● **Text shown**:
>>>

Comments from Powell were hawkish and that is weighing on the market.
PRE-OPEN MARKET COMMENTS WEDNESDAY – The market tested the major moving averages last week and it bounced. Now we are likely to test them again and this time sellers will have a running start. Powell’s comments yesterday were particularly hawkish and the odds of a 50 basis point rate hike shot up to 80%. “The Street” had been pricing in a 25 basis point move. He also stated that they will consider additional tightening if it is warranted.
ISM manufacturing was a little light last week, but ISM services came in at 55.1 which is a strong reading. Last week, China’s PMI hit the highest level in a decade (52.6). That is squarely in expansion territory, but much of that rebound is due to pent up demand during their Covid-19 shutdown.
ADP came in fairly strong and 242K new jobs were added in the private sector during the month of February. I am expecting a good jobs number Friday since initial jobless claims have been low the last four weeks. Does that mean the market will rally on the news? No. The Fed has been leaning on strong employment to justify their aggressive tightening. Strong jobs reports increase the chances that they will stay on the tightening path. The good news is that the economy has been able to shoulder the interest rate hikes so far. The key to the jobs report is hourly wages. If they come in higher than .4%, that will be bearish for the market. This is the largest input cost for companies. The Beige Book will be released later today and it will provide a glimpse of regional economic growth.

<<<

Continue the pre-open market commentary on Powell's hawkish remarks, beginning after its final sentence about the Beige Book.

● **Information provided**:
>>>

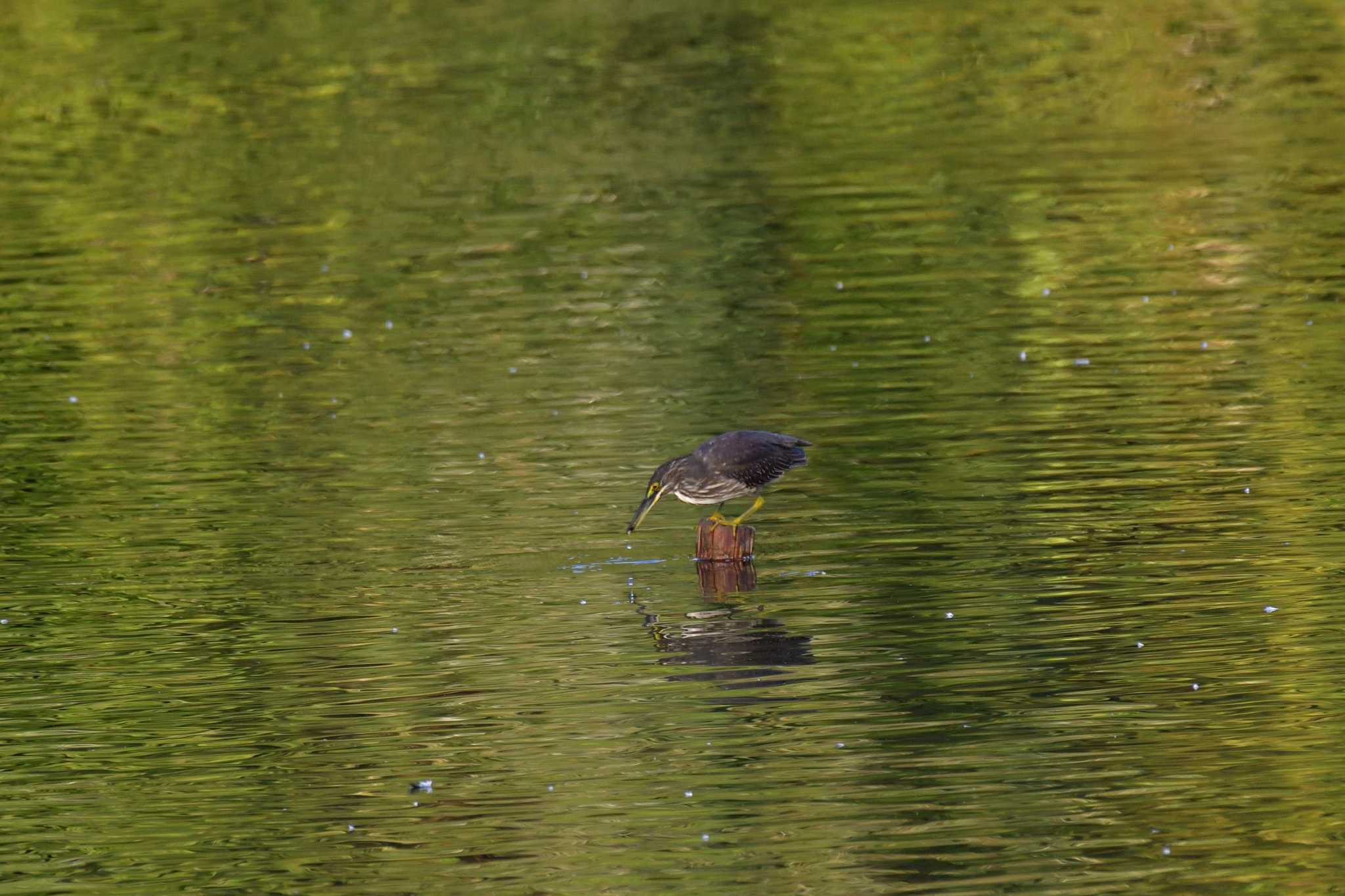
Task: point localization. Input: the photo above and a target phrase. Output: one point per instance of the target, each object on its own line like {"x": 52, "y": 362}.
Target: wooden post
{"x": 725, "y": 576}
{"x": 724, "y": 542}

<<<

● **Response area**:
The CPI will be posted in a week (March 14th). That will be closely scrutinized and it is the next potential market speedbump or catalyst for a bounce.
The ECB is likely to raise 50 basis points on March 16th.
Today, Fed Chairman Powell will testify before Congress and we are likely to get another splash of cold water. The Fed is hawkish and they are not mincing words.
Earnings estimates for the S&P 500 have been lowered to $223 for 2023 according to Fact Set. This translates into a forward P/E of 18 and that is fairly “rich”. Stocks will need time to grow into current valuations.
Swing Traders, we will stay long the core position from SPY $409. The market tested the 200-day MA and it bounced. It could be tested again in the next two weeks. The CPI and the FOMC statement will be important. I am still neutral to slightly bullish. I favor selling out of the money bullish put spreads and I really like selling OTM naked puts on stocks I want to buy. That is a way to generate income while the market is in this bottoming phase and the strategy will force me to buy stocks I want to own at lower prices. That is one method for gradually scaling into long positions.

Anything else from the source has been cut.